Start of TEXT SHOWN

Ibiza without the cars, jet skis and tattoos

With a job (covering cricket) that follows the sun, I have spent the past 20 years inadvertently searching for the best beach in the world. Somewhere that had everything. A pretty cove that had reliable weather and iridescent, safe, crystal-clear sea and powdery sand, which had some shade but was not overlooked by apartment blocks or overrun by hawkers, or lads on jet skis, or people in general, where you could sidle barefoot into a simple, airy caf selling interesting food and local wine and later stroll along the beach to the headland to watch the sun go down.

I have tried all the obvious places: France (too crowded), Italy (too expensive), South Africa (too many sharks), Australia (too many Australians), Greece, the Caribbean, Portugal (all boring food), mainland Spain (too man-made), New Zealand (iffy weather), Thailand (too touristy), Sri Lanka (too hot), Cornwall (too cold.) I could go on. And then a blissfully easy drive from Ibiza airport, I found it. Within five minutes of leaving the airport you are driving alongside low, bush-clad hills and glinting salt lakes with few other cars, and within 10 minutes you are parking under conveniently located wooden awnings and emerging through tall trees on to a beautiful curving swathe of sand lapped by calm blue water. This is Playa des Salinas.

It was quiet at 10am. The sun loungers with little parasols were mostly unoccupied (the day doesn't really kick into life in Ibiza until midday at the earliest), there were a few kids paddling with their dads and several couples stretched out, but otherwise the place felt private and a bit of a discovery. The air was already warm, a gentle breeze with a hint of citrus wafted across the beach. It had a very laidback atmosphere. A casually dressed waiter from the nearby chiringuito sidled between the sunbathers offering coffee and snacks but without heavy persuasion. There was no one pestering you to buy anything.

End of TEXT SHOWN
Start of SOURCE MATERIAL

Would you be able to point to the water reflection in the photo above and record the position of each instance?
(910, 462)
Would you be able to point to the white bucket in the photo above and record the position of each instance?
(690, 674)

End of SOURCE MATERIAL

STATED PROBLEM 1
In the Ibiza beach text, what reason does the writer give for ruling out South Africa?
STATED PROBLEM 2
Copy the stretch of the Ibiza beach text from "I have tried" through "Playa des Salinas.".

WRITTEN REPLY 1
Too many sharks.

WRITTEN REPLY 2
I have tried all the obvious places: France (too crowded), Italy (too expensive), South Africa (too many sharks), Australia (too many Australians), Greece, the Caribbean, Portugal (all boring food), mainland Spain (too man-made), New Zealand (iffy weather), Thailand (too touristy), Sri Lanka (too hot), Cornwall (too cold.) I could go on. And then a blissfully easy drive from Ibiza airport, I found it. Within five minutes of leaving the airport you are driving alongside low, bush-clad hills and glinting salt lakes with few other cars, and within 10 minutes you are parking under conveniently located wooden awnings and emerging through tall trees on to a beautiful curving swathe of sand lapped by calm blue water. This is Playa des Salinas.